[EXERCISE OBJECTIVE] Lines containing "picture" should be pulled from the material below.

[PROVIDED DATA]
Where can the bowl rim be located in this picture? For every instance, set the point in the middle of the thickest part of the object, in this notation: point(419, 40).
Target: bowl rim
---
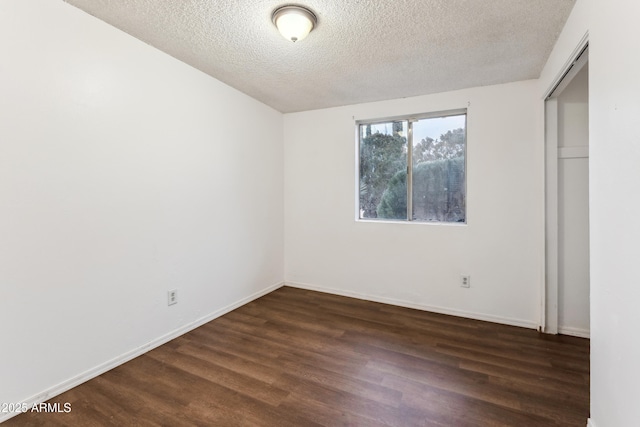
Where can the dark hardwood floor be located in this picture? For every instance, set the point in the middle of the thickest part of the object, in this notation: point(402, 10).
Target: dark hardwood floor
--
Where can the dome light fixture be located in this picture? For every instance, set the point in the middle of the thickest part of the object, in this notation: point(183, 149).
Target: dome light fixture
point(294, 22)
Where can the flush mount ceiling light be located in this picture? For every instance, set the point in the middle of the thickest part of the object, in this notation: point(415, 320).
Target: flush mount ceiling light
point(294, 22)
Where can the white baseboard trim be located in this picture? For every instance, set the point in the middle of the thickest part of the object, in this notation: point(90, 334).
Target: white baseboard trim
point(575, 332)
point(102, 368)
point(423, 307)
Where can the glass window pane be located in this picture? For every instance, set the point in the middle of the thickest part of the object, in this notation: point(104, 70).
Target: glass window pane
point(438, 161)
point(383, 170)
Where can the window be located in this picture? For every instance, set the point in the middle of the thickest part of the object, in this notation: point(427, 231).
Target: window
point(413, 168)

[RESULT BELOW]
Where can the bowl rim be located in this picture? For every instance, set the point in the middle of the thickest part of the object, in this notation: point(419, 40).
Where can the dark hardwood floor be located in this picture? For every instance, set the point in the middle of the thickest part of the object, in this notation: point(402, 10).
Where can the dome light fixture be located in this picture? For every instance, set the point in the middle of the thickest part of the object, in this notation: point(183, 149).
Where can the flush mount ceiling light be located in this picture? For every instance, set the point in the middle of the thickest part of the object, in this notation: point(415, 320).
Where can the white baseboard trim be located in this picture? For every instance, set the point in the middle of the thickest part of the object, in this notation: point(90, 334).
Where can the glass window pane be located in this picture? For every instance, set the point in the middle of the thickest part of the object, in this notation: point(104, 70).
Where can the window be located in this picture? For every instance, set the point in the middle of the thickest part of the object, in this notation: point(427, 231).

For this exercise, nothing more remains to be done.